> [SELECTED EXCERPT]:
## start
Book Review

Doc Turtle: Dark Lover by JR Ward Chapters 10-15

Title: Dark Lover
Author: J. R. Ward
Genre: Paranormal

Book CoverKilling me softly with this tome: Chapters 10 through 16 of J.R. Ward’s Dark Lover

Oy.  Another six chapters.  The action’s heating up and the plot takes a few odd turns, but the characters are pretty much stuck in place.  There’s pretty much no characterization beyond “Beth is bold and sexy” and “Wrath is a total bad-ass.” These characters are flatter than a stretch of Interstate in Indiana.

Let’s pick up where we left off…

Chapter Ten: Mangled metaphors on aisle six

Beth lies in bed near the end of her steamy Wrathful night.  She looks over her partner dreamily.

“He was huge.  And stacked.”

Mm hm.
## end
> [GIVEN INFORMATION]:
## start
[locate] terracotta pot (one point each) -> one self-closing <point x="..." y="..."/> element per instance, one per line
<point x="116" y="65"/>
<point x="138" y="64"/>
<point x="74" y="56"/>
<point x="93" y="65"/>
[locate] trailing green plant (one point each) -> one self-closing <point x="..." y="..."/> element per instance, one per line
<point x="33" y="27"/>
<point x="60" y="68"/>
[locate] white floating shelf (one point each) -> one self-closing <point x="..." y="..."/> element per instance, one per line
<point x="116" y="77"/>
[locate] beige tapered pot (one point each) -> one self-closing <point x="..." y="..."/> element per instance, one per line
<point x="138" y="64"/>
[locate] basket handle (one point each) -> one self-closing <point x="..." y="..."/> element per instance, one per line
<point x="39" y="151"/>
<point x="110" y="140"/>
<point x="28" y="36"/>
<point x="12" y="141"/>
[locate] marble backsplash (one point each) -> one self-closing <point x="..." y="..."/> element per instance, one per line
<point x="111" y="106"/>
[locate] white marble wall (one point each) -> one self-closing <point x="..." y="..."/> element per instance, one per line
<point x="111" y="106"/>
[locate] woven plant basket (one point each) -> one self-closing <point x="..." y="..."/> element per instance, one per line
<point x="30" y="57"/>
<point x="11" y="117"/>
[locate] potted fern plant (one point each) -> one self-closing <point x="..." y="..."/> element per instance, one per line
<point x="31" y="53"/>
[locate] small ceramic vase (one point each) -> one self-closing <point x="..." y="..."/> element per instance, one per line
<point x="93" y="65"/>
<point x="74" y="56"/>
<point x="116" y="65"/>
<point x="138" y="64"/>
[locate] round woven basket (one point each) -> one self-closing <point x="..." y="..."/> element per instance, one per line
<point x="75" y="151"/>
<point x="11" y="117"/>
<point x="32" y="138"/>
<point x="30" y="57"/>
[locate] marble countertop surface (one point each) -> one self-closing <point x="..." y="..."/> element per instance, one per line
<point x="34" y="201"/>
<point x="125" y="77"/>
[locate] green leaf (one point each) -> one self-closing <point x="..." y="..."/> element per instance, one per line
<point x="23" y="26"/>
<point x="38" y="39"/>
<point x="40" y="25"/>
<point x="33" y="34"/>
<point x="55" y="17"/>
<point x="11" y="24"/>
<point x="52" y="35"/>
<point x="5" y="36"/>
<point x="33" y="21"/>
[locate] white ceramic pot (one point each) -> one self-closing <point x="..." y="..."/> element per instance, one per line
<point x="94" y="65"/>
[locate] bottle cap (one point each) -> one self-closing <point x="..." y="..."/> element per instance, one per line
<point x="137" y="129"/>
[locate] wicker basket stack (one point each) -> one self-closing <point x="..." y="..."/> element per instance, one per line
## end
> [STATED GOAL 1]: In the review of Dark Lover, what does the reviewer say the characters are flatter than?
> [STATED GOAL 2]: Carry on the review of Dark Lover from its final line.

> [EXERCISE OUTPUT 1]: A stretch of Interstate in Indiana.

> [EXERCISE OUTPUT 2]:
“He had no hair on his torso or arms and legs at all…even down there…why he’d go the Full Monty with a razor was a mystery.”

Mmmmmmkay.

“His abdomen was ribbed as if he were smuggling paint rollers under his skin.”

Now that’s romantic.  Six points for proper use of the subjunctive mood, but only one for metaphorical flourish.

The two of them make small talk, and it’s evident already that they’re falling for one another.  Wrath pledges his vigilant protection, and Beth assumes he’s a bodyguard sent by Butch to keep her safe.  Before he goes, Wrath schedules a tête-à-tête at Darius’s house and promises Beth that Bill Riddle will pay for what he’s done to her.

Back at the ranch, Rhage gives Wrath a little good-natured manly ribbing about his late-night rendezvous the previous evening.  “You got some grind tonight, didn’t you?”  After a little more teasing Wrath threatens his friend with bodily harm, at which point Rhage relents in yet more stilted “gangsta” slang: “I’m feeling you.”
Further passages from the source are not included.